Problem set —
1) According to the text on the flood protection lawsuit, how many companies did the South Louisiana Flood Protection Authority – East sue?
2) Restate the part of the lawsuit text that begins at "Many of these" and stops after "the entire effort.)", renaming "contingency contract" as "fee agreement" wherever it occurs.

Text —
════════

Earlier this year, the South Louisiana Flood Protection Authority – East
filed suit against 97 companies claiming their actions had violated the law in
their oil exploration and extraction activities, claiming damages. From the
start, the politicized
jackpot justice tactic behind it seemed obvious, but it also appeared
dubious on legal grounds, as it seemed to have skipped certain steps to give it
the authority to take both this action and the manner in which it pursued this.
Many of these uncertainties tied
into a contingency contract negotiated with a private law firm that also
provided payment if the SLFPA-E voluntarily dropped the suit. Caldwell’s office
gave
it assent as mandated in law, but is not counsel, and also needed and not
given was approval from the governor’s office. Further, the law appears to
dictate that the AG must be counsel and any other counsel must be authorized by
an explicit set of justification, which do not seem to appear in the resolution
to hire the firm. Finally, a past court interpretation of the law states that only
legislative approval would allow for a contingency contract, which was never
given (and legislators hinted when they convene next year that they will do the
opposite to invalidate the entire effort.)

════════

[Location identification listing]
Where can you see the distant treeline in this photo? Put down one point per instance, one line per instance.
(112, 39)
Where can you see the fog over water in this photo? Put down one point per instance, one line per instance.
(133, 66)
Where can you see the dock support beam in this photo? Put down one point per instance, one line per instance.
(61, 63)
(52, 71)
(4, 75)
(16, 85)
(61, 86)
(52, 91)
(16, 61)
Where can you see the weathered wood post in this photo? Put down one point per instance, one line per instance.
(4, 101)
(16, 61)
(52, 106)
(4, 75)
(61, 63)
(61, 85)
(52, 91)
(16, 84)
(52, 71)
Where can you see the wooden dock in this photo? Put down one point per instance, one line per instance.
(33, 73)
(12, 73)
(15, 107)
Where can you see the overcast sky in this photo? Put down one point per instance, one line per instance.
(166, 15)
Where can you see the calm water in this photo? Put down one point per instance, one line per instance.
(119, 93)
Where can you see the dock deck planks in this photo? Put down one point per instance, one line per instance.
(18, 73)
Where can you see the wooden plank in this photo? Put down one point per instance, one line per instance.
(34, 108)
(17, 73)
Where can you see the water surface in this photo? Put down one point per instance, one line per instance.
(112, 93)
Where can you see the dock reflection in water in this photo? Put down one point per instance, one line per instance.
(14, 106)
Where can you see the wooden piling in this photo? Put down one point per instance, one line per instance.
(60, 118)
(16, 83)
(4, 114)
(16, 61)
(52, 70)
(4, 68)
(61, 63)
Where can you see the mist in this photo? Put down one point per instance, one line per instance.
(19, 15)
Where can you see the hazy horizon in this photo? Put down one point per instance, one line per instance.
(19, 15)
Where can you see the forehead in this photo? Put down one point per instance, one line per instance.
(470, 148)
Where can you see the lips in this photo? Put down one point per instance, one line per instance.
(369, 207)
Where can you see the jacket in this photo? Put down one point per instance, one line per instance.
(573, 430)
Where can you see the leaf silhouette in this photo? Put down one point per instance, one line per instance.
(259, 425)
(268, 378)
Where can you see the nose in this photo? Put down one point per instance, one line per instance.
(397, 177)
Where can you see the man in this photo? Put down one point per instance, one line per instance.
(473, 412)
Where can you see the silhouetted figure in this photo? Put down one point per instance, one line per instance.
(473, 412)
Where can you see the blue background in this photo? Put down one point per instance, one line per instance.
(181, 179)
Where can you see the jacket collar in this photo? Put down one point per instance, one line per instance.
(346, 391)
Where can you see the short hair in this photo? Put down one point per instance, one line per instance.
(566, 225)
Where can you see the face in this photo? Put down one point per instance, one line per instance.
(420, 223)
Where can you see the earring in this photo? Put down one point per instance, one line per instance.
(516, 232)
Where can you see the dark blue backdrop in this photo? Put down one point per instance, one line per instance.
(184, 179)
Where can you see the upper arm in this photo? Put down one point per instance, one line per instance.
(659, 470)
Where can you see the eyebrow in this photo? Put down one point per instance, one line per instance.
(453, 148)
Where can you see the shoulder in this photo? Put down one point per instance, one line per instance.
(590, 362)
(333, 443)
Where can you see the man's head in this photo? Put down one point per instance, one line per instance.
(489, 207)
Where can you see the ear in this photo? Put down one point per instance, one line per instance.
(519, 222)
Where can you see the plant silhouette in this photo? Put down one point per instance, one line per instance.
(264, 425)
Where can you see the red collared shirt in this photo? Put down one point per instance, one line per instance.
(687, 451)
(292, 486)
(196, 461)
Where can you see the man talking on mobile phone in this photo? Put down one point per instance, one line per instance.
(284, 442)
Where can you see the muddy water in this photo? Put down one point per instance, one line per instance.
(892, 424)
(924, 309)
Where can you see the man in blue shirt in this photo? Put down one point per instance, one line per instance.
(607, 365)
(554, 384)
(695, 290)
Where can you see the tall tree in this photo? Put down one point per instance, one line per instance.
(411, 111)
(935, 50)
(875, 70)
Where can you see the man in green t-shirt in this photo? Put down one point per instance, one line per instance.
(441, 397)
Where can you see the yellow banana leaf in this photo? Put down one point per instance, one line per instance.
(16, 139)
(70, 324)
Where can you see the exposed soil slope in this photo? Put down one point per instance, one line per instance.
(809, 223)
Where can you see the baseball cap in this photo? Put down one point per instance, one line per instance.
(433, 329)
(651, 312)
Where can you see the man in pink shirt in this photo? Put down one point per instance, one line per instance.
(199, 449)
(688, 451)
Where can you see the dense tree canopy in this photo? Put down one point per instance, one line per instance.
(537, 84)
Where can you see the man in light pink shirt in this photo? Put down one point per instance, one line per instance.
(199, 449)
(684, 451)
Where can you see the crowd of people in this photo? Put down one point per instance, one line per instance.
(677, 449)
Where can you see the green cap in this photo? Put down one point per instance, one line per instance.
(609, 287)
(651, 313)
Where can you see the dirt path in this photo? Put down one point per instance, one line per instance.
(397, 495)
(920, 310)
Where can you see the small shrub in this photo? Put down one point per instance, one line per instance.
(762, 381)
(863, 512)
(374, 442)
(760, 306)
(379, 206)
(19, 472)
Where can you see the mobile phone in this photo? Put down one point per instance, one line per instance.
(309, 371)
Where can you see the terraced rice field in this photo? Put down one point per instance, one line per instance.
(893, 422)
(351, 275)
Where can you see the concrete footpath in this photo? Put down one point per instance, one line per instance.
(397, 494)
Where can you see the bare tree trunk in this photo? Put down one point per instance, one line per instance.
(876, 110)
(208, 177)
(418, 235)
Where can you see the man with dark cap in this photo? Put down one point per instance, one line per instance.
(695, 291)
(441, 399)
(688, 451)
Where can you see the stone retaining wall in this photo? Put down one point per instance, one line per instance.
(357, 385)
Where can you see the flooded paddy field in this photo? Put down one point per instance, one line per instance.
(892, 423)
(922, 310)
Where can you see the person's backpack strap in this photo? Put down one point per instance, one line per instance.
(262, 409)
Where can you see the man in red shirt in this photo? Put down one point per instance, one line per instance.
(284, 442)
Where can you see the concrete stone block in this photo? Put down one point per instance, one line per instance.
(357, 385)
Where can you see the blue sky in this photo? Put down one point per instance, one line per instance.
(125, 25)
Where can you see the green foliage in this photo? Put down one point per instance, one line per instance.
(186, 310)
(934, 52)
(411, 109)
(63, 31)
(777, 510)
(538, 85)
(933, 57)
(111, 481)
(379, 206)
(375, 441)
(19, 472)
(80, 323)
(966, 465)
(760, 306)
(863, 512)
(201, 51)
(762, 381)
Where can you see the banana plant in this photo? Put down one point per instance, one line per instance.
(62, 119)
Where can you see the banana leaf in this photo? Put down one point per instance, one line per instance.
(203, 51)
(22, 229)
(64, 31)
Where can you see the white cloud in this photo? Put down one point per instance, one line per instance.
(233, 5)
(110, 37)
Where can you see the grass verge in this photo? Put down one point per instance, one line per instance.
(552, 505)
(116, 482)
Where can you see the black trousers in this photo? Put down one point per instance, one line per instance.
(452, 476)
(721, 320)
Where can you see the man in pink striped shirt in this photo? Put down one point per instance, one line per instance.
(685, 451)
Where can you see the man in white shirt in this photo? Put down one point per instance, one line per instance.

════════

Solutions to each task —
1) 97 companies

2)
Many of these uncertainties tied
into a fee agreement negotiated with a private law firm that also
provided payment if the SLFPA-E voluntarily dropped the suit. Caldwell’s office
gave
it assent as mandated in law, but is not counsel, and also needed and not
given was approval from the governor’s office. Further, the law appears to
dictate that the AG must be counsel and any other counsel must be authorized by
an explicit set of justification, which do not seem to appear in the resolution
to hire the firm. Finally, a past court interpretation of the law states that only
legislative approval would allow for a fee agreement, which was never
given (and legislators hinted when they convene next year that they will do the
opposite to invalidate the entire effort.)